- [Input material]
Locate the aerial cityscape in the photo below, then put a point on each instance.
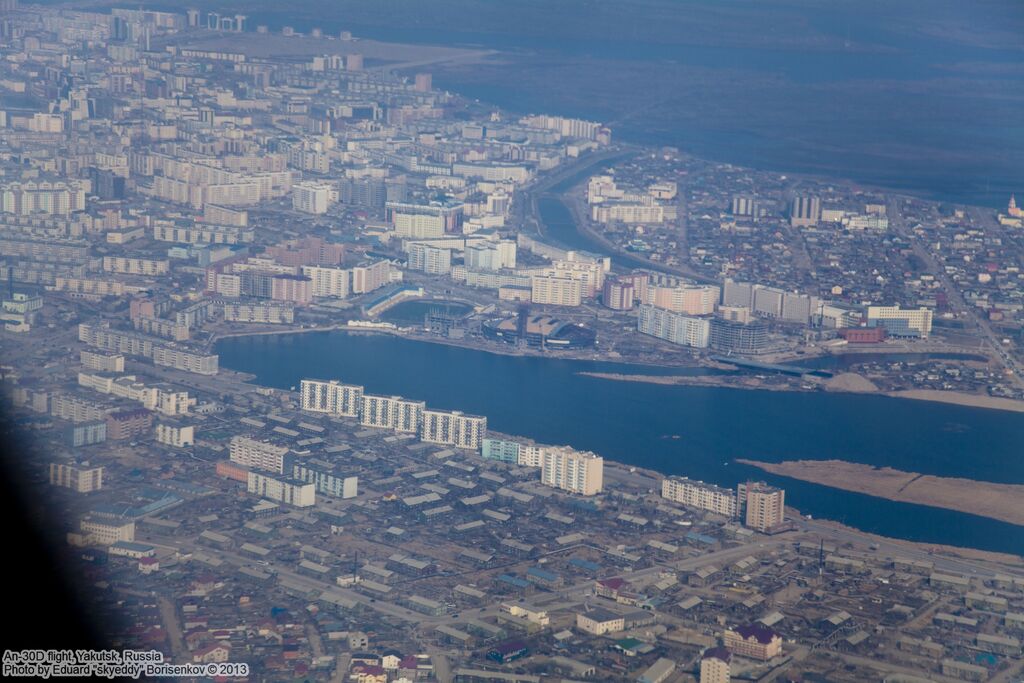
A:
(315, 366)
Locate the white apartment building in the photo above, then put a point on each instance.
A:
(290, 492)
(103, 531)
(136, 266)
(369, 276)
(331, 397)
(430, 259)
(260, 455)
(574, 471)
(689, 300)
(178, 436)
(80, 478)
(391, 413)
(104, 363)
(268, 312)
(556, 291)
(699, 495)
(153, 398)
(312, 197)
(675, 328)
(334, 283)
(491, 255)
(530, 456)
(454, 428)
(901, 322)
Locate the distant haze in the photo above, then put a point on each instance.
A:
(924, 96)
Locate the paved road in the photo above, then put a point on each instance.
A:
(894, 549)
(955, 296)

- [Written task] Quote the records word for word, starting at the line containing "Locate the paved" and ending with the last line of the records.

- [The answer]
Locate the paved road in the photo above, then put a point on each instance.
A:
(894, 549)
(955, 296)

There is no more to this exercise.